- _Reading text_
Profiles collected from stratified water conditions in summer-transition months showed a significant linear relationship between surface and depth-integrated chlorophyll concentrations (R²=0.72, $F_{(\mathrm{1},\mathrm{4002})}=\mathrm{10}\mathrm{420}$, p<0.001; Fig. 6a). A stronger relationship with a steeper slope and less scatter was seen for the stratified midwinter months (R²=0.87, $F_{(\mathrm{1},\mathrm{1533})}=\mathrm{10}\mathrm{080}$, p<0.001; Fig. 6b) and mixed water columns (R²=0.97, $F_{(\mathrm{1},\mathrm{2940})}=\mathrm{90}\mathrm{400}$, p<0.001; Fig. 6c). Scatter around the regression line resulted from the presence of DCMs, with no apparent difference between the contribution of DBMs and DAMs. Thus, the mean relative error was highest (8.9 %; MAE=1.089) for estimates of observed depth-integrated chlorophyll from surface chlorophyll values under stratified water conditions in summer-transition months, when DCMs were more common. Under stratified water conditions in winter and mixed water conditions, the mean relative error reduced to 5.6 % and 1.7 %, respectively (i.e. MAE = 1.056 and 1.017, respectively). Scatter in the data increased for deep depth-integrated values, resulting in a weak linear relationship in stratified summer-transition months (R²=0.15, $F_{(\mathrm{1},\mathrm{2729})}=\mathrm{498.5}$, p<0.001; Fig. 6d) and a moderate relationship in both stratified midwinter months (R²=0.48, $F_{(\mathrm{1},\mathrm{1351})}=\mathrm{1232}$, p<0.001; Fig. 6e) and mixed water columns (R²=0.63, $F_{(\mathrm{1},\mathrm{2512})}=\mathrm{4239}$, p<0.001; Fig. 6f). As a result, mean relative errors increased to 15.7 %, 15.2 %, and 8.6 %, respectively. All derived non-linear relationships are summarised in Table 2.

Figure 6 Relationship between surface (Chl_zpd) and depth-integrated (Chl_zeu) vs. deep depth-integrated (Chl_zeu2) chlorophyll values for stratified water conditions in summer-transition months (i.e. September–April; a, d), stratified water conditions in midwinter months (i.e. May–August; b, e), and mixed water conditions (c, f). Dots are coloured according to whether a DCM was absent (grey), present but of unknown type (turquoise), a DBM (green), or a DAM (dark red). Black dashed lines indicate the derived regression lines. Note the change in y axis range between panels (a–c) and (d–f) and the change in x axis range between stratified (Z_eu>MLD) and mixed water (Z_eu<MLD) conditions.

Table 2 Summary of non-linear relationships between surface (Chl_zpd) and depth-integrated (Chlq_zeu) vs. deep depth-integrated (Chl_zeu2) chlorophyll under stratified and mixed water conditions. Relationships in stratified waters are given for both summer–transition (September–April) and midwinter months (May–August).

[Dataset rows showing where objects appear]
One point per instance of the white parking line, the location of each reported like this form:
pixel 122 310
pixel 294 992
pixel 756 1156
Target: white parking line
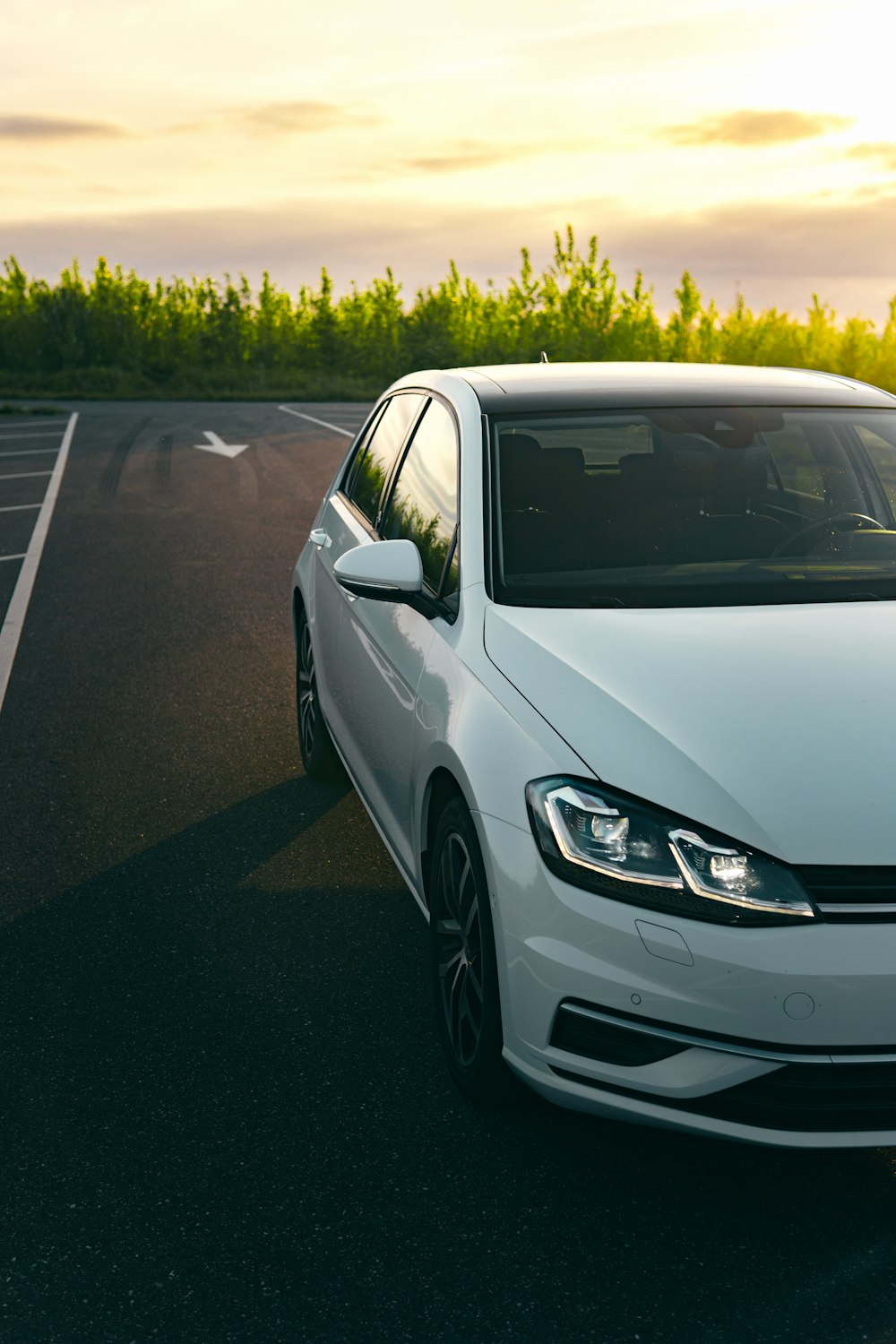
pixel 325 424
pixel 27 452
pixel 42 433
pixel 18 609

- _Exercise prompt_
Answer these questions from the chlorophyll passage:
(a) Which months count as summer-transition months?
(b) What was the mean relative error under mixed water conditions when depth-integrated chlorophyll was estimated from surface chlorophyll?
(c) In Figure 6, what color are the dots that mark a DBM?
The material has no role in any of this.

- _Response to the task_
(a) September–April
(b) 1.7 %
(c) Green